◆ **PROVIDED ENTRIES**:
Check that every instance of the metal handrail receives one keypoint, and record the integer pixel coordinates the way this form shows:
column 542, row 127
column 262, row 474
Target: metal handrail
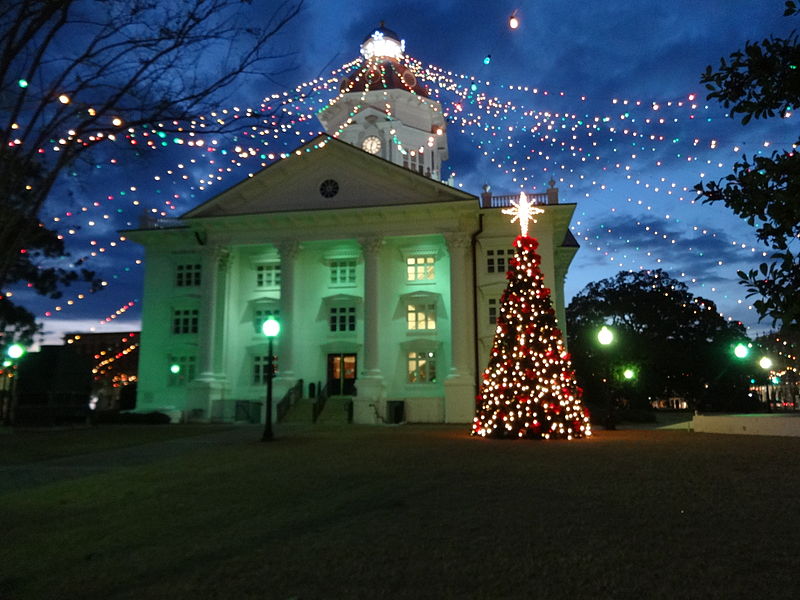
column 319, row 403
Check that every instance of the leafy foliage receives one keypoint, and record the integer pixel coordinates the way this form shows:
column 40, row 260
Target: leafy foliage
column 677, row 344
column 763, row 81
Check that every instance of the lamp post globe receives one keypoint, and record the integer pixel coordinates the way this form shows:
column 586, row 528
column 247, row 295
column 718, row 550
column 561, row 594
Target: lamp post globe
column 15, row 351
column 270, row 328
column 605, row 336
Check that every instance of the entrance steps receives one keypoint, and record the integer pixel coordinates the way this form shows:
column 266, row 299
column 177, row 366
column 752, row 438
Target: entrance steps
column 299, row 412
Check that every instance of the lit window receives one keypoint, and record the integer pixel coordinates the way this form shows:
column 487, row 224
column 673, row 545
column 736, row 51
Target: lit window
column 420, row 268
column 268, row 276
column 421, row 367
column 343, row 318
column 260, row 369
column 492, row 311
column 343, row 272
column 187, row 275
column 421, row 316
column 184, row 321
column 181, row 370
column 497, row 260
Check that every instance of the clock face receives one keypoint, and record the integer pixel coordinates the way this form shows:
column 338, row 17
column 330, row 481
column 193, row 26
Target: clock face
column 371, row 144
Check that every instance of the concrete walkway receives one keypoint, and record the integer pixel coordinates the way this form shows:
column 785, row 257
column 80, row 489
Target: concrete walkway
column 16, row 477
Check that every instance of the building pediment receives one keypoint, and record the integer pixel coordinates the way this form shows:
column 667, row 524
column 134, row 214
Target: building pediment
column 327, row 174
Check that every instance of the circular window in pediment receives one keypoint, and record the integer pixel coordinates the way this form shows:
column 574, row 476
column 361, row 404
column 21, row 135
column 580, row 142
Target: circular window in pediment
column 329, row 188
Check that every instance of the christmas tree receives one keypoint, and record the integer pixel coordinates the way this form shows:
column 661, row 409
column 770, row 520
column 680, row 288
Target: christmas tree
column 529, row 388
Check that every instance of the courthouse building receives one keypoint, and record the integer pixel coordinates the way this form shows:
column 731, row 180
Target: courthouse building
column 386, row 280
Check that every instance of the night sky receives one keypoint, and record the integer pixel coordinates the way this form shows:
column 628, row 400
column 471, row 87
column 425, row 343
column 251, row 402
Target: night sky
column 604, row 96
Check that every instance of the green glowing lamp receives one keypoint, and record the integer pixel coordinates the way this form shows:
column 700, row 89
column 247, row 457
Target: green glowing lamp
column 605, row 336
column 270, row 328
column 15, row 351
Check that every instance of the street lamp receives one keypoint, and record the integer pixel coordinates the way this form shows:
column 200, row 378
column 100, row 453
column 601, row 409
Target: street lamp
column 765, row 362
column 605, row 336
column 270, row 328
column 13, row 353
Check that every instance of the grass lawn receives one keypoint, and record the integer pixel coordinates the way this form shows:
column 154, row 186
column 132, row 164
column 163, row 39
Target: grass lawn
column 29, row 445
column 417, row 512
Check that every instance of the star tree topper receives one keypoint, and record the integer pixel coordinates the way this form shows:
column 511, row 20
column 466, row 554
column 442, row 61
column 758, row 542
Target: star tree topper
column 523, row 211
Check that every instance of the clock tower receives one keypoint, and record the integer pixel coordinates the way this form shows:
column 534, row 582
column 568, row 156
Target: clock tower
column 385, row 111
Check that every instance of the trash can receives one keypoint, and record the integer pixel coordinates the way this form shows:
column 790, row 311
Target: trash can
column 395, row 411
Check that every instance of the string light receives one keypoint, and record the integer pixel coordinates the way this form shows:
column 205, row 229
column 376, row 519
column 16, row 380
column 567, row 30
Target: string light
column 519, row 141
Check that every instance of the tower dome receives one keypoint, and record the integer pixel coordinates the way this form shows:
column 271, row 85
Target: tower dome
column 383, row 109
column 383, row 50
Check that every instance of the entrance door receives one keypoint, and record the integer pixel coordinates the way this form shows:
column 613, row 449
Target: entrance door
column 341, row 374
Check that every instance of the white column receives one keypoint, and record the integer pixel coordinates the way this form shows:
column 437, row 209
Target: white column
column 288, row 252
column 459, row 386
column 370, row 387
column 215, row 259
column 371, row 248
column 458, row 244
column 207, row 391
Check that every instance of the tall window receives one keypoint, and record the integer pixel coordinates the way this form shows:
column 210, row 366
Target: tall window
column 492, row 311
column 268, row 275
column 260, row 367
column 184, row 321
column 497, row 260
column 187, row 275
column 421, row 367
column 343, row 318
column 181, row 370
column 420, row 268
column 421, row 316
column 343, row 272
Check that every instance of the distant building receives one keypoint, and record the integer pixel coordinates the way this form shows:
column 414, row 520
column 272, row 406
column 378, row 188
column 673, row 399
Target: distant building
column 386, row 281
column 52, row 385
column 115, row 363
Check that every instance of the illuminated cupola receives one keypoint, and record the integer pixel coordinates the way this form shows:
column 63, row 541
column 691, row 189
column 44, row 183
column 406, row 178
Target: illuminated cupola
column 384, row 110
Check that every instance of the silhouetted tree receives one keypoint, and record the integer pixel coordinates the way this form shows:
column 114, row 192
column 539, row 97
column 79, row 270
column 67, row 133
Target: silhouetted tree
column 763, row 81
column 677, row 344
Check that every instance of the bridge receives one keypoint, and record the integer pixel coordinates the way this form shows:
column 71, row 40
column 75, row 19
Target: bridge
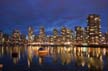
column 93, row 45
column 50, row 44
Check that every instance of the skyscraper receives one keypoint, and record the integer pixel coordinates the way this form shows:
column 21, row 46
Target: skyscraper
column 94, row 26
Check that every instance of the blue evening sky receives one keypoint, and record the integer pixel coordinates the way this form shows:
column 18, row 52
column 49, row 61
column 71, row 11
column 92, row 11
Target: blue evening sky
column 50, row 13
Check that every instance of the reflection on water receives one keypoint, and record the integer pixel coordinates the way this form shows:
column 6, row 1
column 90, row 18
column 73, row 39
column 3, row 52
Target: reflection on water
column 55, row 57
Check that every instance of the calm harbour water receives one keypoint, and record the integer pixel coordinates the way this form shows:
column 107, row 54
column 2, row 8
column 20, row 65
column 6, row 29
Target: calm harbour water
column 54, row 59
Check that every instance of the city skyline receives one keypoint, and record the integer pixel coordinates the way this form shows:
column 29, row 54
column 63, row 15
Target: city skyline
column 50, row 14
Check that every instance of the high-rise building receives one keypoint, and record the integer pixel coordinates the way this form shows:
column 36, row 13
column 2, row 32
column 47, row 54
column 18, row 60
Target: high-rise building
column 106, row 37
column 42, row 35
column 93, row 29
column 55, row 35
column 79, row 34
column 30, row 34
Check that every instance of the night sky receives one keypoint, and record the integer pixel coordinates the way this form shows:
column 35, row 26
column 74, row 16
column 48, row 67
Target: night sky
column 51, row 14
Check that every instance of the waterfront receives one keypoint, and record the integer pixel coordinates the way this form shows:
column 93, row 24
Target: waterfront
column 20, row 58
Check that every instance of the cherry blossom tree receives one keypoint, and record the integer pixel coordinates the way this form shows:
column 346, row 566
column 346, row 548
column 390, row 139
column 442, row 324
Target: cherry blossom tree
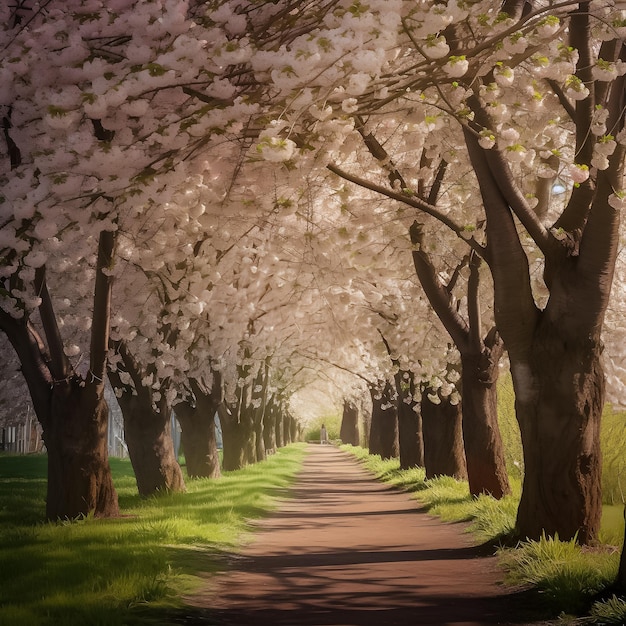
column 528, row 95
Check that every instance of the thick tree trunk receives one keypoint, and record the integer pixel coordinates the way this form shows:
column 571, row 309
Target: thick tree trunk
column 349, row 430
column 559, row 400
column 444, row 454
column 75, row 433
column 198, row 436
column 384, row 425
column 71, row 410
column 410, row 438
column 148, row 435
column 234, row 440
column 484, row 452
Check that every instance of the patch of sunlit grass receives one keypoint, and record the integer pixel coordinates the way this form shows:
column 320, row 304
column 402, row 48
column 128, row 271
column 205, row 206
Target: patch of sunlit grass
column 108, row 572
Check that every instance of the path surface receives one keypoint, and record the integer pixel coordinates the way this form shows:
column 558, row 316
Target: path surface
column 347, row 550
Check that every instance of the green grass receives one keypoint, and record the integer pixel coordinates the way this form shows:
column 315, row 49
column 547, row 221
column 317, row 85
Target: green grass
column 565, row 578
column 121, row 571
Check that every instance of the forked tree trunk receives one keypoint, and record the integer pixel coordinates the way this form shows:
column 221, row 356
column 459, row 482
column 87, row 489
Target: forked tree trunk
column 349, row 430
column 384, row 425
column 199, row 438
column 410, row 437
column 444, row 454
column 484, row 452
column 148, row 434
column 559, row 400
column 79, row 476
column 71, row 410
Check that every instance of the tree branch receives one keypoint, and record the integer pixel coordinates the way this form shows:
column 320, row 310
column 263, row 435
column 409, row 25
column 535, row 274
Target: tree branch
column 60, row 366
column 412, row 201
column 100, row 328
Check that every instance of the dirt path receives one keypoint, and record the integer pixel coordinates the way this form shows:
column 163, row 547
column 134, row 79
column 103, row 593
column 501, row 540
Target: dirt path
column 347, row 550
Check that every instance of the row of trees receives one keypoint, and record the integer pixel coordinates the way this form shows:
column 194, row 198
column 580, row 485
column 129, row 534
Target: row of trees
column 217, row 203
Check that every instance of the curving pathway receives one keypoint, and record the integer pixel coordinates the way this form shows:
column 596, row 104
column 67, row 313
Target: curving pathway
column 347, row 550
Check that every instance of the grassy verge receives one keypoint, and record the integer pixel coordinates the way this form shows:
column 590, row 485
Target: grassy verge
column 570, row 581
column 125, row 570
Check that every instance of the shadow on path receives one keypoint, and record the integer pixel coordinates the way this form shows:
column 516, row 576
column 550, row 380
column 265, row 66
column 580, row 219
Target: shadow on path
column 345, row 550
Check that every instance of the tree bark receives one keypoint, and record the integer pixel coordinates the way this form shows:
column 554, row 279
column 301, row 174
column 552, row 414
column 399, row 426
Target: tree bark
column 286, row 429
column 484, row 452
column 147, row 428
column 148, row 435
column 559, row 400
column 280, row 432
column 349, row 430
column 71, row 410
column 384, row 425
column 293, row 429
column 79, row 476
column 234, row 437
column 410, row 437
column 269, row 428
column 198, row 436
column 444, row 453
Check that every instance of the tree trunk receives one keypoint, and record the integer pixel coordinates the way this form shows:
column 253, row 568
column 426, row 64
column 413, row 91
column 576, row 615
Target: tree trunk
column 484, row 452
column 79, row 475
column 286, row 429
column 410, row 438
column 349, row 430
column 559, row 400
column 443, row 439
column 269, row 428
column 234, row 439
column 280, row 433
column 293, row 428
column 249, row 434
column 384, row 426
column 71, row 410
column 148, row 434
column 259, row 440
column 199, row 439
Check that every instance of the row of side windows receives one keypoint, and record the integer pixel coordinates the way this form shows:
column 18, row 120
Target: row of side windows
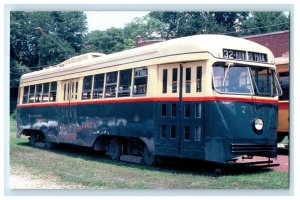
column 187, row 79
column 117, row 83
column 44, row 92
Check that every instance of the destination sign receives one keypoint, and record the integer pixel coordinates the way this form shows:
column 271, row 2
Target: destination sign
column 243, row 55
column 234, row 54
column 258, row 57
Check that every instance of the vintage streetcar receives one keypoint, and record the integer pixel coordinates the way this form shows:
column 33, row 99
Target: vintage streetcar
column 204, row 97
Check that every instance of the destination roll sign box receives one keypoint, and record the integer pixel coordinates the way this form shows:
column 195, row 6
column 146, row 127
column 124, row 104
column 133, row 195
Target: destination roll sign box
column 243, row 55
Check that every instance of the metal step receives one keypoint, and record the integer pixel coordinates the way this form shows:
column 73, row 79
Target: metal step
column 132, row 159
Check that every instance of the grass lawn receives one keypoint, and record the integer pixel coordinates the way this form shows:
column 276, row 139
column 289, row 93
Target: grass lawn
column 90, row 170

◆ **PROBLEM TO SOLVE**: In the part of the listing that opens with the line containing "Check that every instance of the calm" and closes with the line containing "column 528, row 95", swap "harbour" for "harbor" and give those lines again with nothing else changed. Leave the pictures out.

◆ **EXERCISE SOLUTION**:
Check that every instance of the calm harbor water receives one keypoint, and record the integer pixel coordinates the way this form shows:
column 107, row 54
column 2, row 8
column 20, row 65
column 6, row 29
Target: calm harbor water
column 54, row 59
Check that every instance of the city skyline receives one keypoint, and record the integer pixel coordinates the way this form shows:
column 29, row 54
column 63, row 15
Target: city skyline
column 50, row 14
Check that every instance of the high-rise building receives one keypoint, and record the integer pixel coordinates the way this form shows:
column 36, row 13
column 2, row 32
column 47, row 54
column 18, row 60
Target: high-rise building
column 106, row 37
column 42, row 35
column 93, row 29
column 55, row 35
column 79, row 34
column 30, row 34
Check that every instance of the night sky receives one keypoint, and record the integer pixel coordinates the way this form shows:
column 35, row 26
column 74, row 16
column 48, row 67
Target: night sky
column 51, row 14
Check that every instance of the waterfront receives one keypoint, and record the integer pixel coordinates the way this form shows:
column 93, row 24
Target: waterfront
column 20, row 58
Check that every instance of the cherry blossom tree receives one keypoint, and record the integer pixel coordinates the way this form shows:
column 346, row 566
column 346, row 548
column 390, row 139
column 442, row 324
Target: cherry blossom tree
column 528, row 95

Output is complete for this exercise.